[EXERCISE OBJECTIVE]: Please return each entry that follows exactly as written, and keep the pictures out.

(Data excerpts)
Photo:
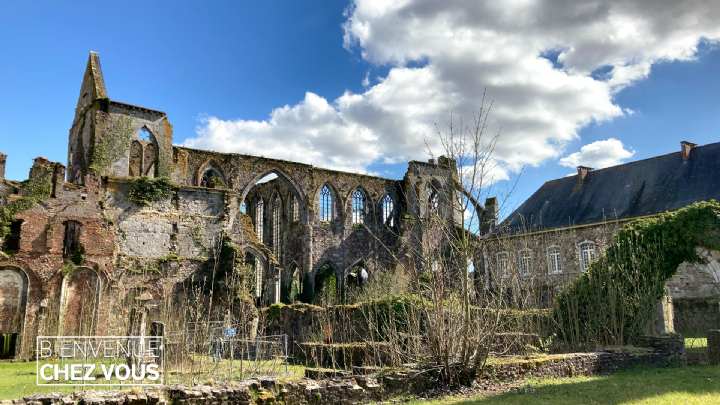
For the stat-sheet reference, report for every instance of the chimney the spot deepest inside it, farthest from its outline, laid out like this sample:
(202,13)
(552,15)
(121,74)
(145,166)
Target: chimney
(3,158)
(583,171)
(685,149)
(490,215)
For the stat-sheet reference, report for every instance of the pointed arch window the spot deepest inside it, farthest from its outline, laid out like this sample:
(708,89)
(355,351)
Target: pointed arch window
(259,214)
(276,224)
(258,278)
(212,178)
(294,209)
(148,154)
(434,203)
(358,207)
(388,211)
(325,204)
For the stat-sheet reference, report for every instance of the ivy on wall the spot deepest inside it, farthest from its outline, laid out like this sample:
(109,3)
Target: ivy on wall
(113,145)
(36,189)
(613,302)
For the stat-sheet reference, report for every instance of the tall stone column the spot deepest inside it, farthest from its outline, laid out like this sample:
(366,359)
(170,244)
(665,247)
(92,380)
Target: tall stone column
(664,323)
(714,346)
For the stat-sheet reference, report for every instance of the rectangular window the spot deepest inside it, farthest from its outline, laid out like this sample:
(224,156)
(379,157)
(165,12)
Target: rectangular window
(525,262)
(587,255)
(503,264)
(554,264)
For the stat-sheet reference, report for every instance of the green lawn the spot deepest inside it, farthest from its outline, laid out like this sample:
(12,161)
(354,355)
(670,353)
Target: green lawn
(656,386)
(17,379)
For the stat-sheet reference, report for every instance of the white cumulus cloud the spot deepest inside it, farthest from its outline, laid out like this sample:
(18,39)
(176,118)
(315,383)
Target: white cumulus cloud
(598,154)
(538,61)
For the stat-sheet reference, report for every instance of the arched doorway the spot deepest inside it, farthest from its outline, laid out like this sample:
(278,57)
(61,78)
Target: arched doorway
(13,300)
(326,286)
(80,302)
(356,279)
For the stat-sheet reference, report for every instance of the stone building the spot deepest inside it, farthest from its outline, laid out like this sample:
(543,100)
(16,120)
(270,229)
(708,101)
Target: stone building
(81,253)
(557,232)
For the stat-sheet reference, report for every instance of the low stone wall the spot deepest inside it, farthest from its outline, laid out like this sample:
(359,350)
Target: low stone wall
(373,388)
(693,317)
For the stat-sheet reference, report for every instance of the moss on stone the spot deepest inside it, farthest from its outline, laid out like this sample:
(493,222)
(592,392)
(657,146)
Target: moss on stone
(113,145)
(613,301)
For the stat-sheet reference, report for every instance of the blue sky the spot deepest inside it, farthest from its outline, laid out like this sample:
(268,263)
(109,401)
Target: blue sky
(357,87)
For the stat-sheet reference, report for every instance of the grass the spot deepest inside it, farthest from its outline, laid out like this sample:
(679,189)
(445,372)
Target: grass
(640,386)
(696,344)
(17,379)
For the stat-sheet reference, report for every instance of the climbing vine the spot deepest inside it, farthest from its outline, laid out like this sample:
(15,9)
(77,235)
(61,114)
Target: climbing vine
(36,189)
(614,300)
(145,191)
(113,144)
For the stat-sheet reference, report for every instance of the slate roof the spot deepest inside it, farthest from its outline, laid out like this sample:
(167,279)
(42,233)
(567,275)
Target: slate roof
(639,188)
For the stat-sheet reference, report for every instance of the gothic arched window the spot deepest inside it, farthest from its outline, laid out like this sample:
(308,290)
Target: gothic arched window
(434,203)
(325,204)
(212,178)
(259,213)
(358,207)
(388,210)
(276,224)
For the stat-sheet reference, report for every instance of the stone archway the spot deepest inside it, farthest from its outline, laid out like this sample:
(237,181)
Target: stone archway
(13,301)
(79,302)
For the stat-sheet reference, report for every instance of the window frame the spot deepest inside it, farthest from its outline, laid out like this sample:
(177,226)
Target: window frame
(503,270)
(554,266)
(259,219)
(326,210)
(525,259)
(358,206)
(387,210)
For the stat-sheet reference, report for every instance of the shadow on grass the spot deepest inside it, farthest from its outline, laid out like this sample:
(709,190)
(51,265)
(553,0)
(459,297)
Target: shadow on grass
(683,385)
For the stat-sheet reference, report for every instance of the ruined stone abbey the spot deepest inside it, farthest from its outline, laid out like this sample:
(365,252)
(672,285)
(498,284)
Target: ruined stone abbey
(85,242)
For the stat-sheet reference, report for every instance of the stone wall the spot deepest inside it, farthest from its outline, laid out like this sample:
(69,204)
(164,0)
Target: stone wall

[WRITTEN RESPONSE]:
Photo:
For the stat-sheet reference, report for every instance of the chimney the spot deepest inside it, farthest from its outline, laid out like this sample:
(202,13)
(552,15)
(121,74)
(145,166)
Target: chimney
(3,158)
(583,171)
(685,149)
(490,215)
For the stat-sheet reference, report for every instance of the pointed arch window the spot deepest inside it, farthest from its outline, laid out like this sample:
(708,89)
(355,351)
Target: pointed arch window
(259,214)
(276,224)
(258,278)
(212,178)
(294,209)
(148,154)
(434,203)
(358,207)
(388,211)
(325,204)
For the stat-sheet reference, report for every instance of the ivy on wall the spot deepest inside it, farthest from its outline, laid out like this sample:
(109,3)
Target: ivy on wall
(113,145)
(36,189)
(613,302)
For the stat-sheet reference, report for every instance of the tall stone column the spot deepest inside it, farthest from its outline, laid out like this sample:
(366,359)
(170,244)
(665,247)
(92,380)
Target: tall stone column
(664,323)
(714,346)
For the stat-sheet reference, report for every instance of the rectangular window the spot deepest inside it, farthest from its outline, laid out like this sample:
(224,156)
(379,157)
(165,12)
Target: rectangular window
(525,262)
(587,255)
(503,264)
(554,264)
For the stat-sheet reference, report for every instance of the green lawn the spot deepest inside it, farthest from its outline, laid out like this sample:
(12,161)
(354,355)
(670,353)
Target: green lawn
(656,386)
(17,379)
For the stat-sheet reference, report for every instance of the white cumulus cloud the spot deepest inside it, farthest from its outline, laid out like this sample:
(18,39)
(176,118)
(315,383)
Target: white cumulus cloud
(598,154)
(538,61)
For the stat-sheet reference, report for every instance of the arched doorway the spot deepest inside it, farthest from its outline, laid out like this sample:
(278,57)
(61,78)
Target: arched doorway
(13,300)
(326,286)
(80,302)
(356,279)
For the stat-sheet reference, report for every instance of the stone building the spot deepest inside it, farthest from its outline, laid out like this sample:
(543,100)
(16,120)
(270,229)
(708,101)
Target: stone building
(81,253)
(557,232)
For the stat-sheet reference, report for every instance of the low stone wall the spot deepest inside it, farthest from its outline, laid out like this sample:
(359,350)
Target: low stone wall
(373,388)
(693,317)
For the stat-sheet reference, report for every instance of the moss on stone the spot deepest inside it, farthest from its outline, laid out like this sample:
(493,222)
(592,392)
(657,146)
Target: moss on stone
(113,145)
(613,301)
For the stat-sheet reference, report for every instance of the blue sky the spot deepest inside it, farthest from its outline, laid out like this sample:
(268,263)
(109,401)
Target: blue sky
(357,87)
For the stat-sheet reference, report for every instance of the grass the spot deepest inside it, farthest from its outline, laid out like this sample:
(679,189)
(445,372)
Target: grass
(640,386)
(696,344)
(17,379)
For the stat-sheet reference, report for every instance of the climbing vine the spot deepest inside it, farthest from its outline, laid out like this sample:
(15,9)
(77,235)
(61,114)
Target: climbing vine
(36,189)
(614,300)
(145,191)
(113,144)
For the stat-sheet reference, report for every instance of the slate roof the spot deepest inside it, farthest from its outline, laid out like this sample:
(167,279)
(42,233)
(567,275)
Target: slate roof
(639,188)
For the stat-sheet reference, report for every instance of the gothic arched window the spot deepest inside it, farthest from its outline, laid out like this sample:
(308,290)
Target: gothic arched window
(434,203)
(325,204)
(212,178)
(259,213)
(358,207)
(388,210)
(276,224)
For the stat-sheet reference, report for every instance of the stone archway the spot deepest inside it, farthest from its outline, laid out like this sample:
(237,181)
Target: stone archway
(13,301)
(79,302)
For the stat-sheet reference, report for every instance of the window frame the spot deepest inside it, farthest from its outline, laid out like this sample:
(177,226)
Target: window frame
(503,270)
(554,266)
(259,219)
(326,210)
(525,259)
(358,206)
(387,210)
For the stat-sheet reference, report for every instance of the shadow on grass the spot deepest inside it, farthest from its outline, laid out like this sample:
(709,190)
(51,265)
(553,0)
(459,297)
Target: shadow on grass
(683,385)
For the stat-sheet reference, report for every instance of the ruined stone abbey the spot deepest inside it, farthest from its outline, laid out like this sample:
(365,252)
(672,285)
(498,284)
Target: ruined stone abbey
(85,242)
For the stat-sheet reference, report for every instance of the stone wall the spot deepest inside it, farthest from its outline, laid out like this sample:
(69,204)
(164,0)
Target: stone wall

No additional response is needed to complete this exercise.